## WHAT THIS TASK INVOLVES
Provide only the number of lines in the data below that contain the string "cloudy".

## SOURCE DATA
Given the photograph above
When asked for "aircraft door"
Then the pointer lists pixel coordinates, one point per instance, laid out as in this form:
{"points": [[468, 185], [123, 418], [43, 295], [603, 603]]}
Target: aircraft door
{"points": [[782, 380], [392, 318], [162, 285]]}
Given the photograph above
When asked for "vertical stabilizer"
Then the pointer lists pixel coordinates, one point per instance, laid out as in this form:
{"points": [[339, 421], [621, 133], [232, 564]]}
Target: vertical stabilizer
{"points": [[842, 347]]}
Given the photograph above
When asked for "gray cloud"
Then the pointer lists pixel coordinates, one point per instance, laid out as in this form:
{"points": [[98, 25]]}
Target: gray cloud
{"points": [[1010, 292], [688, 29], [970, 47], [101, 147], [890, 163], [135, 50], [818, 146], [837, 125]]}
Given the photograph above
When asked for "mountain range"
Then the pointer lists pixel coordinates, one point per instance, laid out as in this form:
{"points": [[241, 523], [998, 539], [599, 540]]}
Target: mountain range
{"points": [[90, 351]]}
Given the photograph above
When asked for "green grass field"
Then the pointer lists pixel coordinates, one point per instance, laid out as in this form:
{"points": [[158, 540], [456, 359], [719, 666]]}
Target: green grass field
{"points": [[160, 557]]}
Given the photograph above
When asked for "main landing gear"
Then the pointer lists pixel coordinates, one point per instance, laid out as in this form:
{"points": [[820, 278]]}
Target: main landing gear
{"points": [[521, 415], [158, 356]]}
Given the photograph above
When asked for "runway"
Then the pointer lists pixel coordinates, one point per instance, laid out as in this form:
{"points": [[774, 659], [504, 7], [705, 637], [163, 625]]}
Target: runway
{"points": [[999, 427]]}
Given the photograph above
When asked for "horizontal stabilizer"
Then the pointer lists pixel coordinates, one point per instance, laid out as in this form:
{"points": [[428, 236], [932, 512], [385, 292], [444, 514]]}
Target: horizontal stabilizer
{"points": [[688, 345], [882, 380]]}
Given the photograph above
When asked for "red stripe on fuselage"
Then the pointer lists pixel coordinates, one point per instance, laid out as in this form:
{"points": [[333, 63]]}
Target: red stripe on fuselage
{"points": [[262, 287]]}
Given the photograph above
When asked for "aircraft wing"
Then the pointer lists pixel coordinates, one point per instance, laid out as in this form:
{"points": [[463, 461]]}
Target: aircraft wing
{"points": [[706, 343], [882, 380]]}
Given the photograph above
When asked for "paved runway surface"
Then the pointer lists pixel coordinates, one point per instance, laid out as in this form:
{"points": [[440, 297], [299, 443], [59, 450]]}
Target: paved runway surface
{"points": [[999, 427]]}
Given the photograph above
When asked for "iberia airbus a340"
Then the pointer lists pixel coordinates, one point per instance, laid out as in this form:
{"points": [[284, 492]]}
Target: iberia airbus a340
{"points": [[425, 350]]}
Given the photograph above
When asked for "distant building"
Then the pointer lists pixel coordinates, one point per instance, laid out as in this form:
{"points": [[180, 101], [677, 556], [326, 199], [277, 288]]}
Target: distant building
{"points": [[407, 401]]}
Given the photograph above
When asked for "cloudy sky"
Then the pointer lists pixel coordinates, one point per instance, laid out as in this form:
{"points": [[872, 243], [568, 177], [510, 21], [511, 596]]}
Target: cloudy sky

## EXERCISE ANSWER
2